→ **Tarefa proposta**: Dê prosseguimento ao texto de opinião sobre a semana em que a autora ocupou o perfil de outra pessoa no LinkedIn, começando logo após a última frase apresentada.

→ **Texto fornecido**:
——

Texto em que o autor apresenta e defende suas ideias e opiniões, a partir da interpretação de fatos e dados.

Ao invés de nos ceder espaço, contrate nossos serviços

A consultora de negócios Caroline Moreira - Divulgação
A consultora de negócios Caroline Moreira Imagem: Divulgação
Caroline Moreira

26/06/2020 04h00

Hoje encerro minha experiência ao longo de uma semana, ocupando o perfil no LinkedIn de outra pessoa. Agradeço pela oportunidade, pois enquanto escrevia este texto repensava no quanto de fato seria efetivo ocupar o perfil de uma mulher branca para trazer uma nova visão sobre questões de gênero e raça, baseada nos meus estudos, know-how e experiência enquanto mulher negra.

O racismo no Brasil é uma realidade que afeta todas as esferas da nossa vida e isso vale tanto para nós, pessoas negras, quanto para pessoas brancas, mesmo que estas não reconheçam. Porque afeta nossas relações amorosas, familiares, de amizade e de trabalho, além de causar o genocídio da nossa população negra.

É indiscutível que a maneira como afrontamos o racismo até agora não está funcionando e não atende a urgência da situação. Temos que pensar em ações afirmativas que provoquem mudanças. O assistencialismo não funciona, temos que potencializar a inclusão no mercado de trabalho, temos que reconhecer que todos temos o direito de ser agentes ativos na sociedade.

Por isso aceitei, com enorme carinho, o convite para escrever neste perfil e, durante o processo, fiz algumas reflexões:

Até onde é necessário e positivo ganhar notoriedade por meio de uma lente ainda crua sobre o que o racismo de fato representa nas nossas vidas negras? As pessoas brancas estão mesmo preparadas para nos enxergarem como somos de fato? Estão preparadas para reconhecer seus privilégios e abrir mão dos mesmos? Estão preparadas para reconhecer que os direitos dos nossos ancestrais foram violados e que os nossos direitos continuam sendo violados?

Comecei a analisar os dados e cheguei à conclusão de que, apesar de escolher a melhor maneira e de escolher bem as palavras para tocar as pessoas sobre a necessidade do lugar de escuta ativa, os dados falam por si: As pessoas brancas não estão preparadas para nos escutar ativamente.

Inúmeros seguidores meus passaram a acompanhar o perfil da pessoa com quem troquei, e apenas quatro pessoas do perfil dela começaram a me seguir. Pensei então que, talvez, não tenha me apresentado bem.

——

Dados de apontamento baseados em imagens
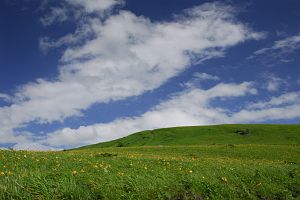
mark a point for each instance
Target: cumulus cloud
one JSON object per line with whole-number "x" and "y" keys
{"x": 272, "y": 82}
{"x": 77, "y": 9}
{"x": 127, "y": 55}
{"x": 190, "y": 107}
{"x": 57, "y": 14}
{"x": 205, "y": 76}
{"x": 5, "y": 97}
{"x": 92, "y": 6}
{"x": 282, "y": 100}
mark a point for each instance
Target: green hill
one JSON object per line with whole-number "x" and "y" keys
{"x": 204, "y": 135}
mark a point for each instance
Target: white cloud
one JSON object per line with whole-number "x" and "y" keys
{"x": 91, "y": 6}
{"x": 272, "y": 82}
{"x": 282, "y": 100}
{"x": 205, "y": 76}
{"x": 127, "y": 56}
{"x": 5, "y": 97}
{"x": 78, "y": 9}
{"x": 190, "y": 107}
{"x": 57, "y": 14}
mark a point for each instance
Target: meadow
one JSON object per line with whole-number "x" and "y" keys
{"x": 202, "y": 171}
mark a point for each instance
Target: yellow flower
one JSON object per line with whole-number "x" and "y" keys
{"x": 120, "y": 174}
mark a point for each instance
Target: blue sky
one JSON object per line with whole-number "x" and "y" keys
{"x": 76, "y": 72}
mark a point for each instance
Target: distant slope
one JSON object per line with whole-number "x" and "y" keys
{"x": 217, "y": 134}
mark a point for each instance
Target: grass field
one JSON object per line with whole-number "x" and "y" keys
{"x": 226, "y": 167}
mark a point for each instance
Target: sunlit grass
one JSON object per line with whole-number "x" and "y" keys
{"x": 182, "y": 172}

——

→ **Resposta do exercício**:
Sim, nós pessoas negras costumamos nos autocriticar com severidade e sempre acabamos por achar que a culpa é nossa. Interessante, não é mesmo? Assim sendo, e podendo vocês ver no meu perfil do LinkedIn qual é a minha formação, vou fazer aqui uma apresentação mais direta, elencando o que faço hoje e o que já fiz para ocupar esse espaço atual de ativismo na sociedade.

Vamos lá, então? Sou uma mulher, mãe e esposa negra, atuo na rede de aceleração de negócios entre e para mulheres empreendedoras que são Negras Plurais. Atualmente sou incubadora de 30 projetos oriundos do Workshop Na Crise, Sonhe, que criei na quarentena e por meio do qual acompanho desde a criação até a realização dos mesmos.

Minha principal fonte de renda é a gestão do Canal Preto, iniciativa de combate ao racismo criada pelo Ministério Público do Trabalho, OIT e ONU Mulheres, que conta com mais de 30 mil seguidores no Instagram.

Colaboro com o processo criativo do Festival de Música de Mulheres Negras Contemporâneas, que devido à presente situação estão em dificuldade econômica, sem a possibilidade de fazer shows. Faço questão de colaborar com este festival porque acredito que a arte seja necessária para a humanidade e que temos que salvaguardar os artistas.

Juntamente com sete mulheres negras, estamos criando um projeto de consultoria antirracista, que conta com profissionais das seguintes áreas: psicologia, neurociência, terapia sistêmica, filosofia, educação e literatura. Essa iniciativa visa potencializar a liderança positiva e a sensibilização da sociedade por meio de ações práticas e propositivas. Por meio deste projeto, esperamos que da próxima vez que uma pessoa branca nos ofereça o seu espaço, nossa voz realmente seja escutada.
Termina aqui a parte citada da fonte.